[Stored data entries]
»»

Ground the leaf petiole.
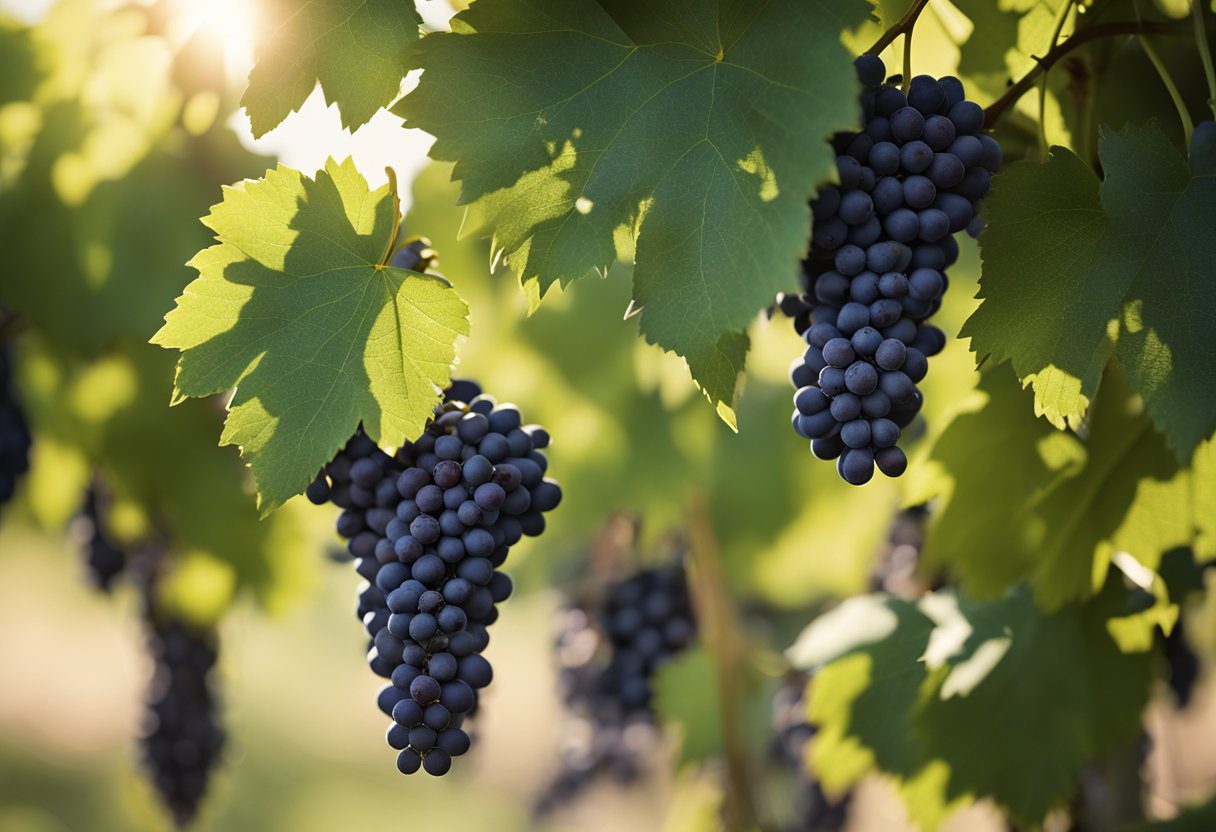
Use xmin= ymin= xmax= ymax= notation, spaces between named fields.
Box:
xmin=1193 ymin=0 xmax=1216 ymax=119
xmin=378 ymin=166 xmax=403 ymax=268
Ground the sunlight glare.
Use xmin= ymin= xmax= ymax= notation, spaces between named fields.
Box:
xmin=167 ymin=0 xmax=258 ymax=82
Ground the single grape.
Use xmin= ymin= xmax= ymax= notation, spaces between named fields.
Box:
xmin=890 ymin=107 xmax=925 ymax=142
xmin=848 ymin=271 xmax=881 ymax=304
xmin=922 ymin=115 xmax=956 ymax=150
xmin=834 ymin=244 xmax=866 ymax=276
xmin=838 ymin=448 xmax=875 ymax=486
xmin=948 ymin=100 xmax=984 ymax=135
xmin=871 ymin=176 xmax=904 ymax=213
xmin=839 ymin=190 xmax=874 ymax=225
xmin=841 ymin=419 xmax=872 ymax=449
xmin=854 ymin=54 xmax=886 ymax=87
xmin=907 ymin=75 xmax=946 ymax=114
xmin=875 ymin=446 xmax=909 ymax=477
xmin=903 ymin=176 xmax=936 ymax=210
xmin=899 ymin=140 xmax=934 ymax=173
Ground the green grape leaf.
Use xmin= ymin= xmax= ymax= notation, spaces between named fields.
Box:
xmin=914 ymin=584 xmax=1153 ymax=825
xmin=795 ymin=582 xmax=1154 ymax=828
xmin=1101 ymin=122 xmax=1216 ymax=459
xmin=965 ymin=123 xmax=1216 ymax=455
xmin=395 ymin=0 xmax=872 ymax=418
xmin=920 ymin=367 xmax=1082 ymax=598
xmin=153 ymin=158 xmax=469 ymax=513
xmin=242 ymin=0 xmax=421 ymax=138
xmin=791 ymin=595 xmax=936 ymax=794
xmin=963 ymin=148 xmax=1126 ymax=430
xmin=922 ymin=364 xmax=1208 ymax=608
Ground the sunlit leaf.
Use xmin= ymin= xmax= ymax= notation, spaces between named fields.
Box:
xmin=154 ymin=158 xmax=469 ymax=512
xmin=242 ymin=0 xmax=420 ymax=137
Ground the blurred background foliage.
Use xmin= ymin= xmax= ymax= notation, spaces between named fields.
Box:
xmin=0 ymin=0 xmax=1214 ymax=831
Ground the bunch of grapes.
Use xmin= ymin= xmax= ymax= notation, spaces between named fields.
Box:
xmin=536 ymin=563 xmax=695 ymax=813
xmin=308 ymin=379 xmax=561 ymax=776
xmin=77 ymin=485 xmax=127 ymax=592
xmin=598 ymin=565 xmax=697 ymax=711
xmin=140 ymin=604 xmax=225 ymax=828
xmin=0 ymin=341 xmax=31 ymax=510
xmin=783 ymin=54 xmax=1002 ymax=485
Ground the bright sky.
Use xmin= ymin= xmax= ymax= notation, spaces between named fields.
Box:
xmin=1 ymin=0 xmax=457 ymax=205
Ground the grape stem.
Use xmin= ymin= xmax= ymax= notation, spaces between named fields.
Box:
xmin=983 ymin=20 xmax=1187 ymax=129
xmin=1037 ymin=0 xmax=1076 ymax=156
xmin=1192 ymin=0 xmax=1216 ymax=119
xmin=1136 ymin=0 xmax=1193 ymax=146
xmin=1140 ymin=34 xmax=1194 ymax=145
xmin=902 ymin=29 xmax=914 ymax=94
xmin=865 ymin=0 xmax=931 ymax=58
xmin=378 ymin=167 xmax=403 ymax=268
xmin=687 ymin=495 xmax=760 ymax=830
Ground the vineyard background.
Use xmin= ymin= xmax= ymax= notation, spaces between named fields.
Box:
xmin=2 ymin=0 xmax=1216 ymax=829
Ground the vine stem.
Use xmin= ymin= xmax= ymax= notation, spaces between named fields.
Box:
xmin=1193 ymin=0 xmax=1216 ymax=118
xmin=687 ymin=495 xmax=759 ymax=831
xmin=1037 ymin=0 xmax=1076 ymax=155
xmin=1137 ymin=0 xmax=1193 ymax=145
xmin=983 ymin=20 xmax=1186 ymax=128
xmin=865 ymin=0 xmax=931 ymax=58
xmin=903 ymin=29 xmax=914 ymax=94
xmin=1141 ymin=34 xmax=1194 ymax=144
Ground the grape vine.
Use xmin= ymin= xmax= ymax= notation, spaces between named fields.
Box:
xmin=782 ymin=55 xmax=1001 ymax=485
xmin=308 ymin=376 xmax=562 ymax=776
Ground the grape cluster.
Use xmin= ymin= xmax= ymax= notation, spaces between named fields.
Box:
xmin=140 ymin=606 xmax=225 ymax=828
xmin=0 ymin=342 xmax=31 ymax=509
xmin=536 ymin=563 xmax=695 ymax=814
xmin=598 ymin=565 xmax=696 ymax=711
xmin=308 ymin=380 xmax=561 ymax=776
xmin=783 ymin=54 xmax=1001 ymax=484
xmin=78 ymin=485 xmax=127 ymax=592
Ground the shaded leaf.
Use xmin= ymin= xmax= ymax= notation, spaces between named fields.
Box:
xmin=966 ymin=123 xmax=1216 ymax=456
xmin=922 ymin=364 xmax=1200 ymax=607
xmin=395 ymin=0 xmax=871 ymax=417
xmin=793 ymin=582 xmax=1154 ymax=828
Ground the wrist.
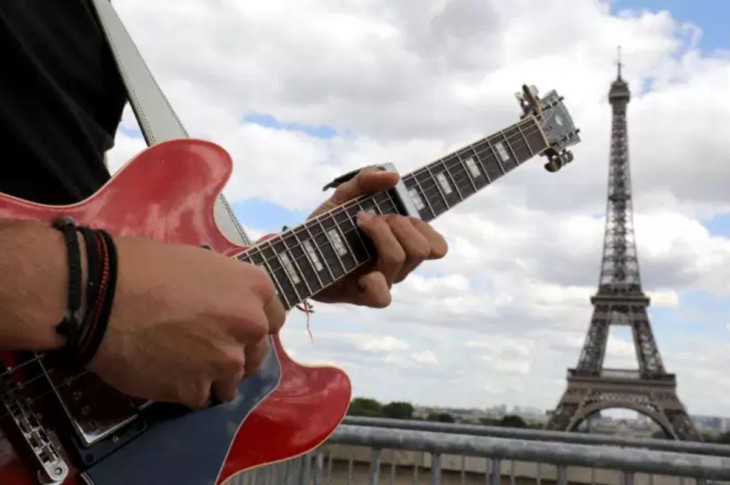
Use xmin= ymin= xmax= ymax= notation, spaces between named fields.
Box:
xmin=0 ymin=221 xmax=88 ymax=351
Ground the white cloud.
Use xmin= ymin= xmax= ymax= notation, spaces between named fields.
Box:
xmin=358 ymin=335 xmax=410 ymax=353
xmin=411 ymin=351 xmax=438 ymax=365
xmin=108 ymin=0 xmax=730 ymax=418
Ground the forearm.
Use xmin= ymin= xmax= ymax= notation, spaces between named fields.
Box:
xmin=0 ymin=219 xmax=85 ymax=351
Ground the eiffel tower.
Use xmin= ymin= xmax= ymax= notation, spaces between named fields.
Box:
xmin=545 ymin=50 xmax=701 ymax=440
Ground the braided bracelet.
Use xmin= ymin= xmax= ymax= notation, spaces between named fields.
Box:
xmin=52 ymin=219 xmax=118 ymax=367
xmin=52 ymin=216 xmax=84 ymax=341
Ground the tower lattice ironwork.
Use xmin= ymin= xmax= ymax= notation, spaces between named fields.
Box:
xmin=545 ymin=51 xmax=701 ymax=441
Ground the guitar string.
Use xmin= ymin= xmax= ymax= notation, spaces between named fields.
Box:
xmin=232 ymin=114 xmax=559 ymax=291
xmin=0 ymin=107 xmax=573 ymax=411
xmin=229 ymin=110 xmax=557 ymax=265
xmin=231 ymin=111 xmax=558 ymax=269
xmin=0 ymin=112 xmax=564 ymax=385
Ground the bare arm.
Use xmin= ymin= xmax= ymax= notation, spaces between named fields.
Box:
xmin=0 ymin=219 xmax=83 ymax=351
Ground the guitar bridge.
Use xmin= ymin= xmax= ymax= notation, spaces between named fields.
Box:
xmin=1 ymin=369 xmax=69 ymax=484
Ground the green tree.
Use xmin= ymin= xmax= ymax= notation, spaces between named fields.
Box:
xmin=479 ymin=417 xmax=499 ymax=426
xmin=347 ymin=398 xmax=383 ymax=417
xmin=382 ymin=401 xmax=414 ymax=420
xmin=427 ymin=412 xmax=455 ymax=423
xmin=716 ymin=432 xmax=730 ymax=444
xmin=499 ymin=415 xmax=528 ymax=428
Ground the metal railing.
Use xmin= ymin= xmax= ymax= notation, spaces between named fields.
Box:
xmin=231 ymin=420 xmax=730 ymax=485
xmin=341 ymin=417 xmax=730 ymax=457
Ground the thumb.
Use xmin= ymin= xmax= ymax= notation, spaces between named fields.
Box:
xmin=329 ymin=166 xmax=400 ymax=206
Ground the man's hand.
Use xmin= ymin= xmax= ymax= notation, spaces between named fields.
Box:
xmin=87 ymin=236 xmax=286 ymax=409
xmin=309 ymin=166 xmax=448 ymax=308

««

Exercise prompt: Look at the records above. Copy every line where the string "leaf" occurs.

Answer to the problem:
Ground the leaf petiole.
Ground the green grape leaf.
Ground the sunlit leaf.
Ground the shaded leaf.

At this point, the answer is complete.